[Coordinate annotation records]
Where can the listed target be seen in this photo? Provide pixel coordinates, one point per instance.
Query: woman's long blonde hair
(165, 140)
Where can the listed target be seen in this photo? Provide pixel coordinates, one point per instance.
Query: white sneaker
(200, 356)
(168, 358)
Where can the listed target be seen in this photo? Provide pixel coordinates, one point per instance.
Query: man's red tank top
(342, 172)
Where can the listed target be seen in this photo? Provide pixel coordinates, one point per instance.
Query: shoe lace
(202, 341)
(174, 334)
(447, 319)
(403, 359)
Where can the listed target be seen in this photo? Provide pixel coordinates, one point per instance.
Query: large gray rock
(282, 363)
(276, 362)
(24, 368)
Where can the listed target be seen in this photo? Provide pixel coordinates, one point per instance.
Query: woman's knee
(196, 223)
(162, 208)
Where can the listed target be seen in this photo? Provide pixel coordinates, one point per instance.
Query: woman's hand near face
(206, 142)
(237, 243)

#### Given instruction
Make an exact copy of every entry.

#### The answer
Where can the listed target be seen in this photo? Provide pixel coordinates, one point per instance.
Query: woman's long blonde hair
(165, 140)
Where can the listed target be seen in this photo? Provide pixel coordinates, one point per instance.
Query: white sneaker
(200, 356)
(168, 358)
Where can the listed target be seen in this photo? Provide pixel coordinates, one point per instance.
Query: man's red tank top
(342, 172)
Where can the listed target be seen in this photo? Provide pixel coordinates, one point per instance.
Query: shoe lace
(202, 341)
(174, 334)
(447, 319)
(403, 359)
Where can the listed target be seen in this photo? Provide pixel coordinates, one point per instance.
Query: large gray rock
(282, 363)
(276, 362)
(24, 368)
Where can the listed target be seen in this photo? Provide pixel coordinates, one point per instance.
Query: woman's knee
(196, 223)
(162, 208)
Where can the listed target be seen in this photo? Provide pixel coordinates, one point per instance.
Query: woman's hand near face
(206, 142)
(237, 243)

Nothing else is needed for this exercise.